Come il menu pasquale è diventato un campo di battaglia

Agnello a Pasqua

Non c’è una festività il cui menu sia più controverso. Non tanto per la ricetta del casatiello, anche se certo anche quello è un argomento che spacca le famiglie e rompe le amicizie, ma per l’agnello.

Questo è quel periodo dell’anno in cui, se non ci fossero le restrizioni da Covid-19, vedremmo le nostre piazze piene di manifestazioni di associazioni animaliste che reggono foto di agnellini. Quando si parla di agnelli a Pasqua entrano in campo questioni ambientaliste, di benessere animale, di tradizione e anche di semplice e istintiva simpatia verso un animaletto che ci fa più tenerezza di un cucciolo di cinghiale. E così l’avvicinarsi della Pasqua porta inevitabilmente con sé discussioni, a tavola e fuori dalla tavola.

Agnello a Pasqua: la storia

L’agnello fa parte della tradizione culinaria italiana da secoli. La cucina romana ne fa largo uso, pensiamo al famoso abbacchio (ovvero l’agnello macellato entro il primo anno di vita) a scottadito, così come quella sarda, ma in generale nelle tavole del Centro-Sud l’agnello è sempre stato presente: costolette d’agnello, agnello al forno, ragù d’agnello… Ma perché fa parte anche della tradizione pasquale?

**DA SVOLGERE**
Per favore, ricopia parola per parola il passo del testo sull'agnello a Pasqua che va da "Come il menu" a "fuori dalla tavola.". I record riportati qui sotto non servono.

**DATI FORNITI**
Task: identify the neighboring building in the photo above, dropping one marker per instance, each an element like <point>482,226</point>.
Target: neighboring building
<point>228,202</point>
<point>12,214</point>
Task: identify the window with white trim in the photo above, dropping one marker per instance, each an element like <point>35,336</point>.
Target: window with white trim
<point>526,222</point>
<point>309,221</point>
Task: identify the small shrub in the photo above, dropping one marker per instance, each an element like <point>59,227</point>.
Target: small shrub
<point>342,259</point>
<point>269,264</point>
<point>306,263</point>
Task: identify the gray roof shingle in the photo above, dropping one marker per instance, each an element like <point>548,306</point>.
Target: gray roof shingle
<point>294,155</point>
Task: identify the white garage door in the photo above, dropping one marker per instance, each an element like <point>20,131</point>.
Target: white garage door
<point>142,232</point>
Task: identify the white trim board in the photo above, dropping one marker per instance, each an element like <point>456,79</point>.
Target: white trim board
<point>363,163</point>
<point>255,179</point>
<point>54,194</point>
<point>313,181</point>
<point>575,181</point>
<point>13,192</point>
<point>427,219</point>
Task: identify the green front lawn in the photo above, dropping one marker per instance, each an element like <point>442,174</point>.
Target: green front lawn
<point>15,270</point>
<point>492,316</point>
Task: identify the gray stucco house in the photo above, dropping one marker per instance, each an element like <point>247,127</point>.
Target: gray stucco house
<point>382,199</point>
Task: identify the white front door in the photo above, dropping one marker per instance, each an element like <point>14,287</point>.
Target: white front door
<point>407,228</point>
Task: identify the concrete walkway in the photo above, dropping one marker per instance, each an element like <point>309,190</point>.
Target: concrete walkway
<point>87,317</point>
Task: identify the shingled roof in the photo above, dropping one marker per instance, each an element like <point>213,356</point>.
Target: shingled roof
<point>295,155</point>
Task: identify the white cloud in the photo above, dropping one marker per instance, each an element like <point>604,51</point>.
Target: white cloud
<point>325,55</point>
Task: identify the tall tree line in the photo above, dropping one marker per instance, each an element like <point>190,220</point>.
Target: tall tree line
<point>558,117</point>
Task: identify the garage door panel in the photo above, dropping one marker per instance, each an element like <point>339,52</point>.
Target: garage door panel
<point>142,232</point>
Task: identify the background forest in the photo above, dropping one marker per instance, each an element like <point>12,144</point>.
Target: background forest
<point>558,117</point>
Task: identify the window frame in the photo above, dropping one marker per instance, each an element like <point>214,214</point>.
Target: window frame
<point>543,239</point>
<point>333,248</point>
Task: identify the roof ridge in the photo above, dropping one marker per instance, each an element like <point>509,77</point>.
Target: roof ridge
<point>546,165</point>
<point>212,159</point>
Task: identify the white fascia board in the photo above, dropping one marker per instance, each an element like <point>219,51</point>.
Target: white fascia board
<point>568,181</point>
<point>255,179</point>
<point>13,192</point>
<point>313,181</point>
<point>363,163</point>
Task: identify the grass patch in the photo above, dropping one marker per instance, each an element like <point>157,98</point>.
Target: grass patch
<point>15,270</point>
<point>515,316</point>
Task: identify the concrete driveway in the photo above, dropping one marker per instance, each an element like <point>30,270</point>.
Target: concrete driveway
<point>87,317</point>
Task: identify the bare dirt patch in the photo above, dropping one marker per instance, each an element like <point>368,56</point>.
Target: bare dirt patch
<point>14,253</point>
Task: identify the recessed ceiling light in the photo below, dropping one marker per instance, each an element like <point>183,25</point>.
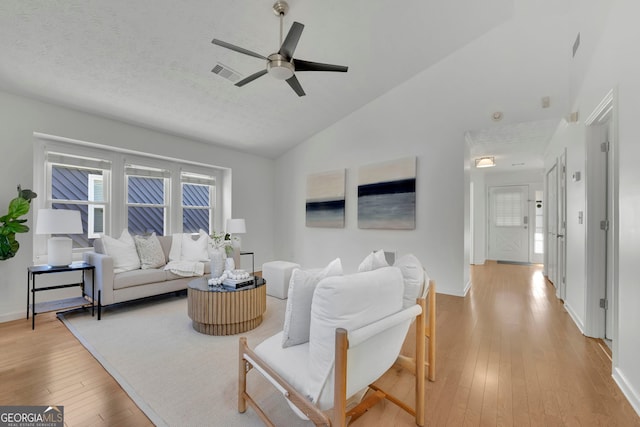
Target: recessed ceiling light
<point>546,102</point>
<point>485,162</point>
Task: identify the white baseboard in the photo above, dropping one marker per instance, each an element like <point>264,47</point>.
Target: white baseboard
<point>452,292</point>
<point>574,317</point>
<point>627,389</point>
<point>8,317</point>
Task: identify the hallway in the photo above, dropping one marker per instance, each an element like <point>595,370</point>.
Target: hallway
<point>508,354</point>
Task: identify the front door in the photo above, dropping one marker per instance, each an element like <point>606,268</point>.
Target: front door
<point>509,223</point>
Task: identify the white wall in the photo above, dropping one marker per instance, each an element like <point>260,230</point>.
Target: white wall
<point>427,116</point>
<point>611,65</point>
<point>252,180</point>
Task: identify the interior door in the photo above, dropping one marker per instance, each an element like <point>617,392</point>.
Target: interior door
<point>509,223</point>
<point>552,225</point>
<point>562,229</point>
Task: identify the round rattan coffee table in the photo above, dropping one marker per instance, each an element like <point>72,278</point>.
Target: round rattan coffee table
<point>225,312</point>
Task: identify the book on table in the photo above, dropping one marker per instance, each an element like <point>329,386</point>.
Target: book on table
<point>236,284</point>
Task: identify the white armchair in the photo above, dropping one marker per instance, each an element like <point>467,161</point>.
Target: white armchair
<point>358,326</point>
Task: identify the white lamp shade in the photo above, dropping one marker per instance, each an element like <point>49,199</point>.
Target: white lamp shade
<point>59,251</point>
<point>236,226</point>
<point>485,162</point>
<point>58,221</point>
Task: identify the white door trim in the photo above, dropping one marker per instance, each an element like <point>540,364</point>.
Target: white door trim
<point>605,113</point>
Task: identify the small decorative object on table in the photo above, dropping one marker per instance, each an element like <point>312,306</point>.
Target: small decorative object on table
<point>220,246</point>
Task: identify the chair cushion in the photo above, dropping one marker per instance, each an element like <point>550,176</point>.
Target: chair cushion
<point>348,302</point>
<point>297,316</point>
<point>414,277</point>
<point>373,261</point>
<point>123,251</point>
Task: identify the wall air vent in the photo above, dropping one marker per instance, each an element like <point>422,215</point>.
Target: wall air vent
<point>226,72</point>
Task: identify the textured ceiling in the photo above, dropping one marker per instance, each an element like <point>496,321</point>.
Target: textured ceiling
<point>515,146</point>
<point>149,62</point>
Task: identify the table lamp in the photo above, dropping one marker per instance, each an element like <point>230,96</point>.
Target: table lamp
<point>236,226</point>
<point>59,221</point>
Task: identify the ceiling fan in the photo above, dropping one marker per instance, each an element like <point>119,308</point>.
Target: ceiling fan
<point>282,65</point>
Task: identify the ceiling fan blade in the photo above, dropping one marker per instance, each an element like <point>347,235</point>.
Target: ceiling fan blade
<point>291,41</point>
<point>295,85</point>
<point>301,65</point>
<point>251,78</point>
<point>237,48</point>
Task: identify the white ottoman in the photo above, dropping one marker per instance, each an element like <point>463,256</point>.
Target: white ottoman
<point>277,275</point>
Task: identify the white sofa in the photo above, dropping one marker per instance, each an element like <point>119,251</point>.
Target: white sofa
<point>114,288</point>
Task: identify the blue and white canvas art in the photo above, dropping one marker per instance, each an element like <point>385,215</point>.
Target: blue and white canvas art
<point>325,199</point>
<point>387,195</point>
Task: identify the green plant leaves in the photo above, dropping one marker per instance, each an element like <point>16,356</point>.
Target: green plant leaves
<point>8,246</point>
<point>10,224</point>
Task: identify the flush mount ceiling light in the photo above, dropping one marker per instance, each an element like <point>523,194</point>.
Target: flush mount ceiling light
<point>485,162</point>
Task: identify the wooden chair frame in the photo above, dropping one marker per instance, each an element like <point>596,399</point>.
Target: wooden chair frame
<point>248,360</point>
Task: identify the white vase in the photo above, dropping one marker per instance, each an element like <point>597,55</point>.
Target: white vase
<point>217,262</point>
<point>230,264</point>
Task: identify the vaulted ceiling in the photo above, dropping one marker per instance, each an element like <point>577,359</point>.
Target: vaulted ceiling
<point>149,62</point>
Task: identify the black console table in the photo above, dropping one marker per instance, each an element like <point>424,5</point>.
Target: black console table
<point>63,304</point>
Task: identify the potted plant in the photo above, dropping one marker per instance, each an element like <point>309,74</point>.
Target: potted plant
<point>10,224</point>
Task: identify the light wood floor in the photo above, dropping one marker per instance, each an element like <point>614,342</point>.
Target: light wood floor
<point>508,355</point>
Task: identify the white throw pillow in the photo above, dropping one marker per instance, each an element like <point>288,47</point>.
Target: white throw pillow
<point>297,316</point>
<point>123,251</point>
<point>195,250</point>
<point>185,248</point>
<point>373,261</point>
<point>149,251</point>
<point>413,276</point>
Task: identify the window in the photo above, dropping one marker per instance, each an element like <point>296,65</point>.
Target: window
<point>96,212</point>
<point>198,196</point>
<point>146,199</point>
<point>116,189</point>
<point>77,183</point>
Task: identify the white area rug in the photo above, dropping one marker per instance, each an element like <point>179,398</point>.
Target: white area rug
<point>177,376</point>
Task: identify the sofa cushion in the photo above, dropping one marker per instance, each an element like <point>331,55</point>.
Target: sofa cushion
<point>149,251</point>
<point>348,302</point>
<point>123,251</point>
<point>414,277</point>
<point>298,312</point>
<point>138,277</point>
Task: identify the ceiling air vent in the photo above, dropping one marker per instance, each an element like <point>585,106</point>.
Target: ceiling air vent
<point>226,72</point>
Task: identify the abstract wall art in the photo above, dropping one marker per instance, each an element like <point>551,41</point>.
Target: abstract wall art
<point>387,195</point>
<point>325,199</point>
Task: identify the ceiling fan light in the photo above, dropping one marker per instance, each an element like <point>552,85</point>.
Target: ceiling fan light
<point>485,162</point>
<point>280,68</point>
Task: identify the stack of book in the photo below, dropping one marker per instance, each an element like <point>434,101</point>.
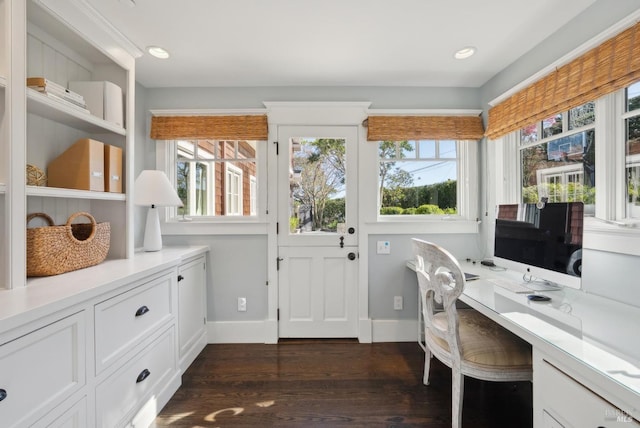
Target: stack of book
<point>57,92</point>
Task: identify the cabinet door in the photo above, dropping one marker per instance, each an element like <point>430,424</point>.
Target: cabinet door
<point>192,304</point>
<point>40,370</point>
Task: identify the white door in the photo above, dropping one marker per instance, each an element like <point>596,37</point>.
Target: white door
<point>317,234</point>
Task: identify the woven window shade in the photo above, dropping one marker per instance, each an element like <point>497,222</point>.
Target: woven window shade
<point>249,127</point>
<point>604,69</point>
<point>397,128</point>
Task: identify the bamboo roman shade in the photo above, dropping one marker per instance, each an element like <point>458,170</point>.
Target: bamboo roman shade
<point>396,128</point>
<point>604,69</point>
<point>247,127</point>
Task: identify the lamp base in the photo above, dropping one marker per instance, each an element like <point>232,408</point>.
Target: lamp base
<point>152,235</point>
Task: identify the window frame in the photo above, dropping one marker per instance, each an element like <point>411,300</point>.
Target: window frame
<point>467,182</point>
<point>608,229</point>
<point>172,223</point>
<point>232,171</point>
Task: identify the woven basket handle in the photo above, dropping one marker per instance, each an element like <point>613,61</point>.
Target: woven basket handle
<point>48,219</point>
<point>87,215</point>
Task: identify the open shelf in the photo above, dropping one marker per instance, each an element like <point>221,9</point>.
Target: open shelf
<point>60,111</point>
<point>56,192</point>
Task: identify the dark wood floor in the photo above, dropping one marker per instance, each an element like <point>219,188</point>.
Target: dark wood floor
<point>334,384</point>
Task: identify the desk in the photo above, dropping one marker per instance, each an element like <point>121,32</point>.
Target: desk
<point>592,341</point>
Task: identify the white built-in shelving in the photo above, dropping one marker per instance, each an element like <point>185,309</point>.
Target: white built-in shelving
<point>62,112</point>
<point>57,192</point>
<point>61,42</point>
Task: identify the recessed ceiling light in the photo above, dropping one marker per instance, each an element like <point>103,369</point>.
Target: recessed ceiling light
<point>158,52</point>
<point>465,52</point>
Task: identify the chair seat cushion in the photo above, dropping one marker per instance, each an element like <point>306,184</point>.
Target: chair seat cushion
<point>484,342</point>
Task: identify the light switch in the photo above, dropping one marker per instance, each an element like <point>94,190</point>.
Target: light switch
<point>384,247</point>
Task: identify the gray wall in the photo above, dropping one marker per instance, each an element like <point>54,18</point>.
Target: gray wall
<point>238,263</point>
<point>389,275</point>
<point>606,274</point>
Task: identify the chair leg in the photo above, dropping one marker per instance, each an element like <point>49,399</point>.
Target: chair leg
<point>457,395</point>
<point>427,364</point>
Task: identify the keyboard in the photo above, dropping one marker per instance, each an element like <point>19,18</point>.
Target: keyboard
<point>511,285</point>
<point>470,276</point>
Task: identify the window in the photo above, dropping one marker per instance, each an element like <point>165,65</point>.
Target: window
<point>632,150</point>
<point>215,177</point>
<point>560,166</point>
<point>418,177</point>
<point>233,190</point>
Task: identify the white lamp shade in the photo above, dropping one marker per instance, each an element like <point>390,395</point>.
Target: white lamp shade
<point>152,188</point>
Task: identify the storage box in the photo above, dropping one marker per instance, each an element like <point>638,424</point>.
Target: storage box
<point>81,167</point>
<point>112,169</point>
<point>103,99</point>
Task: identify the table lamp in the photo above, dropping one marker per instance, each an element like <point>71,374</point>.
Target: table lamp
<point>153,189</point>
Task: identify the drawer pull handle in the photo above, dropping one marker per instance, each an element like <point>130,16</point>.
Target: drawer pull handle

**RISPOSTA**
Come il menu pasquale è diventato un campo di battaglia

Agnello a Pasqua

Non c’è una festività il cui menu sia più controverso. Non tanto per la ricetta del casatiello, anche se certo anche quello è un argomento che spacca le famiglie e rompe le amicizie, ma per l’agnello.

Questo è quel periodo dell’anno in cui, se non ci fossero le restrizioni da Covid-19, vedremmo le nostre piazze piene di manifestazioni di associazioni animaliste che reggono foto di agnellini. Quando si parla di agnelli a Pasqua entrano in campo questioni ambientaliste, di benessere animale, di tradizione e anche di semplice e istintiva simpatia verso un animaletto che ci fa più tenerezza di un cucciolo di cinghiale. E così l’avvicinarsi della Pasqua porta inevitabilmente con sé discussioni, a tavola e fuori dalla tavola.